— Dataset items —
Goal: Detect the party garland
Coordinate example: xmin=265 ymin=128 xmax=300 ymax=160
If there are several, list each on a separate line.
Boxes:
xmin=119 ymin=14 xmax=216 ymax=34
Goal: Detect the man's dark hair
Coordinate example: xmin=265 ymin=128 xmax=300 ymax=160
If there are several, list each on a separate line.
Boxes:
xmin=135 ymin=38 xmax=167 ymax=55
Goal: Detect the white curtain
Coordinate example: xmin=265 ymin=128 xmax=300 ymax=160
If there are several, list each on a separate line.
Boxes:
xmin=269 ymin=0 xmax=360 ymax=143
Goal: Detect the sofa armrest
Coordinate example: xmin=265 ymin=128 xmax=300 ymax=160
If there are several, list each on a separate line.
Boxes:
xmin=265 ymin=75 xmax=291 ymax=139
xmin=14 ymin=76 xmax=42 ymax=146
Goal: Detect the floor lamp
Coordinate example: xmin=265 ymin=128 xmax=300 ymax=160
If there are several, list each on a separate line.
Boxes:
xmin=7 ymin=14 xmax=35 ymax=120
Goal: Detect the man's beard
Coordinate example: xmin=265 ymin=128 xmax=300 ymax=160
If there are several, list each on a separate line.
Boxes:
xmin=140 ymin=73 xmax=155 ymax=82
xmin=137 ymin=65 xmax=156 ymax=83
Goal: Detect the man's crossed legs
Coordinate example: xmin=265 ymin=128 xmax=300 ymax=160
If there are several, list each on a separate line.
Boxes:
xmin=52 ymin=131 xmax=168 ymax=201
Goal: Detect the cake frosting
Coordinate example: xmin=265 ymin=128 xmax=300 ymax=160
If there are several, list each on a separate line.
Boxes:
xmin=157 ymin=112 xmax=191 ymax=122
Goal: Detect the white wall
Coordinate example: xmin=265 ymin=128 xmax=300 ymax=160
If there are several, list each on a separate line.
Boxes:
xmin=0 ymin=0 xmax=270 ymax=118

— Task statement —
Convert every line of the material above into a numbered list, leaving out any blank lines.

— Complete answer —
1. Goal: Detect the party garland
2. Coordinate example: xmin=265 ymin=128 xmax=300 ymax=160
3. If there are several, list each on a separate line.
4. Boxes:
5. xmin=119 ymin=14 xmax=216 ymax=34
6. Goal: Detect the man's dark hair
7. Coordinate example: xmin=265 ymin=128 xmax=300 ymax=160
8. If there are several, list each on a separate line.
9. Boxes:
10. xmin=135 ymin=38 xmax=167 ymax=55
11. Goal: Detect the white curtain
12. Coordinate example: xmin=265 ymin=128 xmax=300 ymax=160
13. If there are several, list each on a separate line.
14. Boxes:
15. xmin=269 ymin=0 xmax=360 ymax=143
16. Goal: Detect the sofa armrest
17. Coordinate example: xmin=265 ymin=128 xmax=300 ymax=160
18. If there are several, list each on a separate line.
19. Boxes:
20. xmin=265 ymin=75 xmax=291 ymax=139
21. xmin=14 ymin=76 xmax=42 ymax=146
22. Goal: Detect the floor lamp
23. Coordinate example: xmin=265 ymin=128 xmax=300 ymax=160
24. If there are several, list each on a separate line.
25. Boxes:
26. xmin=7 ymin=14 xmax=35 ymax=120
27. Goal: Detect the man's beard
28. Coordinate example: xmin=265 ymin=128 xmax=300 ymax=160
29. If there are several, list each on a separate line.
30. Boxes:
31. xmin=140 ymin=73 xmax=155 ymax=82
32. xmin=137 ymin=65 xmax=156 ymax=83
33. Goal: Detect the man's crossed legs
34. Coordinate example: xmin=265 ymin=128 xmax=300 ymax=160
35. If there are several, list each on a separate line.
36. Boxes:
37. xmin=52 ymin=131 xmax=168 ymax=201
38. Goal: Detect the cake frosting
39. Coordinate example: xmin=265 ymin=128 xmax=300 ymax=160
40. If there are several, list each on a separate line.
41. Boxes:
42. xmin=157 ymin=112 xmax=191 ymax=122
43. Goal: Detect the white wall
44. Coordinate example: xmin=265 ymin=128 xmax=300 ymax=160
45. If there are several, list each on a separate line.
46. Boxes:
47. xmin=0 ymin=0 xmax=270 ymax=118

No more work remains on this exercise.